Task item => The required output is every line from the beginning of the entries below through the line that includes "Target: kissing couple", copied exactly.

· · · ·

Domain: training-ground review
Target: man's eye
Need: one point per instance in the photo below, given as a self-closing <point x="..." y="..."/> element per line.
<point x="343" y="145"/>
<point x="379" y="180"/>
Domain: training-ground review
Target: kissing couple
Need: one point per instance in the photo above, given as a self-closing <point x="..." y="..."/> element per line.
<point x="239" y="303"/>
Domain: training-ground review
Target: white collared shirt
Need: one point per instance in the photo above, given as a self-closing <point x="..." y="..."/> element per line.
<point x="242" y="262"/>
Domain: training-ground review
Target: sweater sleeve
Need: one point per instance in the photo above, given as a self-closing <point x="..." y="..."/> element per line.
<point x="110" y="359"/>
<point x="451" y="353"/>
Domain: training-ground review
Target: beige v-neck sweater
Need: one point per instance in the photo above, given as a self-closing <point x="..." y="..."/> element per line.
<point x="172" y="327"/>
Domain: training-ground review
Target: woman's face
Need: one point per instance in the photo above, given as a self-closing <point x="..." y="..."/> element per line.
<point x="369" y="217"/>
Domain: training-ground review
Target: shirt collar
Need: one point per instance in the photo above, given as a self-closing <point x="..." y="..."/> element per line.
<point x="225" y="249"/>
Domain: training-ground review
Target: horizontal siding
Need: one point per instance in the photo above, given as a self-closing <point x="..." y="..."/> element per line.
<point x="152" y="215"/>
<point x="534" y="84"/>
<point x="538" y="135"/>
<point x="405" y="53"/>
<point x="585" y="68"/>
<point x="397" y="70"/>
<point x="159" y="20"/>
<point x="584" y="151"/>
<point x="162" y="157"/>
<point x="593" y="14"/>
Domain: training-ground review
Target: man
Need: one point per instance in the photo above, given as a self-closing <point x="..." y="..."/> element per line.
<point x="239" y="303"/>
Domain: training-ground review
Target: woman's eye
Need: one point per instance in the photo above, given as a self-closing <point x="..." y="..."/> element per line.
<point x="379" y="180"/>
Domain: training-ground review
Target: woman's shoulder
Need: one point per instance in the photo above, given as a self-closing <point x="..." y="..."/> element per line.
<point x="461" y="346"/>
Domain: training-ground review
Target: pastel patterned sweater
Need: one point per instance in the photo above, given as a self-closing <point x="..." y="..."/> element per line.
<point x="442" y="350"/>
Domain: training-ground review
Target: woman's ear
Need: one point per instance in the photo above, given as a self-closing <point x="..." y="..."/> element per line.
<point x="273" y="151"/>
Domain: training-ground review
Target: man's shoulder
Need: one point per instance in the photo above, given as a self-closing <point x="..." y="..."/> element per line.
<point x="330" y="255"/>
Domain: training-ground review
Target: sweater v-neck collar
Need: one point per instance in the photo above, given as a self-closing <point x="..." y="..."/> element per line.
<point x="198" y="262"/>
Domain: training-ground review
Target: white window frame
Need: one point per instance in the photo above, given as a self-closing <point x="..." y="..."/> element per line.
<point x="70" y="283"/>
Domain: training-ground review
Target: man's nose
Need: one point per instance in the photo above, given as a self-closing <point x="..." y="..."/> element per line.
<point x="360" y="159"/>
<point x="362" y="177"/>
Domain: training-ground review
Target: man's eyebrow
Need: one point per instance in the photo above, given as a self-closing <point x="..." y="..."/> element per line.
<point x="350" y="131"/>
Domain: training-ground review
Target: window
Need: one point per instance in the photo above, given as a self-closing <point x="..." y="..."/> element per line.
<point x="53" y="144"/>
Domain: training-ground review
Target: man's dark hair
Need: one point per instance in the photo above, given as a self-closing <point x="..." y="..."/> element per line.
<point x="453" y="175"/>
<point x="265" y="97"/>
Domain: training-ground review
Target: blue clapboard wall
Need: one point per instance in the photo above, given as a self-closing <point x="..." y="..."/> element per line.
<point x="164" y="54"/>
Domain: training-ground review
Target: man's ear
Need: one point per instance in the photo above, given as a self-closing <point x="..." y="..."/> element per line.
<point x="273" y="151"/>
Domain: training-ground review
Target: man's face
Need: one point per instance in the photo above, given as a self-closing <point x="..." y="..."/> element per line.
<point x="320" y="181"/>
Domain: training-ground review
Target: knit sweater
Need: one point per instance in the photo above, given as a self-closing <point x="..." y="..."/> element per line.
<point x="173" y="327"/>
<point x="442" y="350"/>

· · · ·

Exercise solution =>
Domain: training-ground review
Target: man's eye
Need: one point per instance in the photo below, given as a self-closing <point x="..." y="..."/> element per line.
<point x="343" y="145"/>
<point x="379" y="180"/>
Domain: training-ground review
Target: kissing couple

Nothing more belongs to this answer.